**Excerpted text:**
** Begin **

Files
Kohya-ss-sd-scripts/.ai/context/01-overview.md

4.2 KiB

This file provides the overview and guidance for developers working with the codebase, including setup instructions, architecture details, and common commands.

Project Architecture

Core Training Framework

The codebase is built around a strategy pattern architecture that supports multiple diffusion model families:

  • library/strategy_base.py: Base classes for tokenization, text encoding, latent caching, and training strategies
  • library/strategy_*.py: Model-specific implementations for SD, SDXL, SD3, FLUX, etc.
  • library/train_util.py: Core training utilities shared across all model types
  • library/config_util.py: Configuration management with TOML support

Model Support Structure

Each supported model family has a consistent structure:

  • Training script: {model}_train.py (full fine-tuning), {model}_train_network.py (LoRA/network training)

** End **

**Problem statement:**
List every file path that the codebase overview gives under the heading "Core Training Framework." The records have no connection to the codebase overview.

Rows from a dataset of box labels:
** Begin **

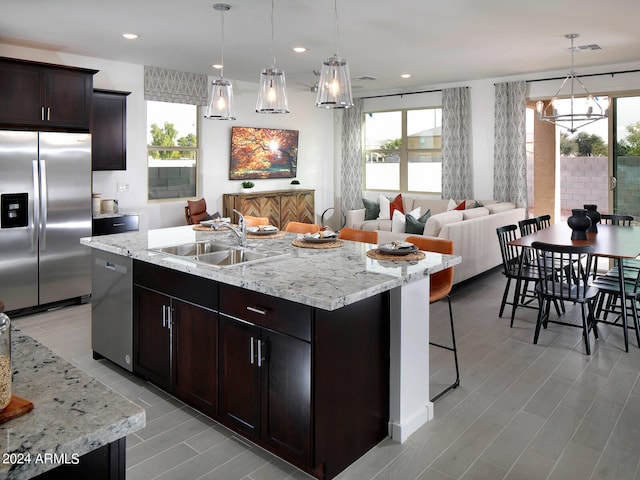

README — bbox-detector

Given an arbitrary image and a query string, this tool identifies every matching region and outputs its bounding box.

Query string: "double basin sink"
[151,241,287,267]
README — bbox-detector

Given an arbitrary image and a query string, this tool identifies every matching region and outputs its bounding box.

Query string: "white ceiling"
[0,0,640,96]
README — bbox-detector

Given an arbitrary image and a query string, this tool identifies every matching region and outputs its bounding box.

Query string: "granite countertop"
[0,329,145,480]
[81,225,462,310]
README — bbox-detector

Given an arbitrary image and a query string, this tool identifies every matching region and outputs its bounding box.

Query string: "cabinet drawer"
[93,215,140,236]
[220,284,313,342]
[133,260,218,311]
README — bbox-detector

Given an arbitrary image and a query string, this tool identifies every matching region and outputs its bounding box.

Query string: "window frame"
[362,106,442,195]
[145,100,201,203]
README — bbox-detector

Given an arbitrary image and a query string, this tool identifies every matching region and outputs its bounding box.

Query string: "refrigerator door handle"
[40,160,47,251]
[31,160,41,252]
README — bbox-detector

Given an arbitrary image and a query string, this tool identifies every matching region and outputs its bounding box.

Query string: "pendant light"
[316,0,353,108]
[204,3,236,120]
[256,0,289,113]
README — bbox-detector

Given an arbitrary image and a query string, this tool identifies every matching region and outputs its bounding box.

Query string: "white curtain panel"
[144,65,209,105]
[493,82,527,208]
[442,87,473,199]
[340,98,363,211]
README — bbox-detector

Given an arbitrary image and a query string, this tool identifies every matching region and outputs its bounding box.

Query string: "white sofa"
[347,196,526,284]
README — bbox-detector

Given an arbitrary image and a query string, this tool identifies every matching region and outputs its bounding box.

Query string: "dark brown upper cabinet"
[91,89,131,171]
[0,57,98,132]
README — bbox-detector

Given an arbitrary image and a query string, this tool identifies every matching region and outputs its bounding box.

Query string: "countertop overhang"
[0,329,145,480]
[81,225,462,310]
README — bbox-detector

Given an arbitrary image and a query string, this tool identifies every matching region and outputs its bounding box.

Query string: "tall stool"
[406,237,460,402]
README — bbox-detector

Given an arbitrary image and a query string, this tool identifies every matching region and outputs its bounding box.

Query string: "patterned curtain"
[442,87,473,199]
[144,65,209,105]
[340,98,363,211]
[493,82,527,208]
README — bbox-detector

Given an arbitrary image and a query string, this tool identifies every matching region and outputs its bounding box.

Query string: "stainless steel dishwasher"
[91,249,133,371]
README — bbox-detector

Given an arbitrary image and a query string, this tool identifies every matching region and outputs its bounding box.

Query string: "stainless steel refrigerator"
[0,131,92,311]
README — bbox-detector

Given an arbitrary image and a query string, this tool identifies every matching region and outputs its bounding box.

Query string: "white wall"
[5,44,640,221]
[0,44,337,229]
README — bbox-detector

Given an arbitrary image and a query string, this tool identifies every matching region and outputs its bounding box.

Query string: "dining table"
[509,222,640,352]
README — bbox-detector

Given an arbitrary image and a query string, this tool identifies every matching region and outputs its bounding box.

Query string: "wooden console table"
[222,190,315,229]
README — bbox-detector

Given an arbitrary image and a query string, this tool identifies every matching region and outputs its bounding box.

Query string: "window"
[364,108,442,193]
[147,101,198,200]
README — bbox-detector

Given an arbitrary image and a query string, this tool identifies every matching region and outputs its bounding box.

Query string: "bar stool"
[405,237,460,402]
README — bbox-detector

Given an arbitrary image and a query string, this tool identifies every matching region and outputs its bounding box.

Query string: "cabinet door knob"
[247,307,269,315]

** End **

**Written solution:**
library/strategy_base.py
library/strategy_*.py
library/train_util.py
library/config_util.py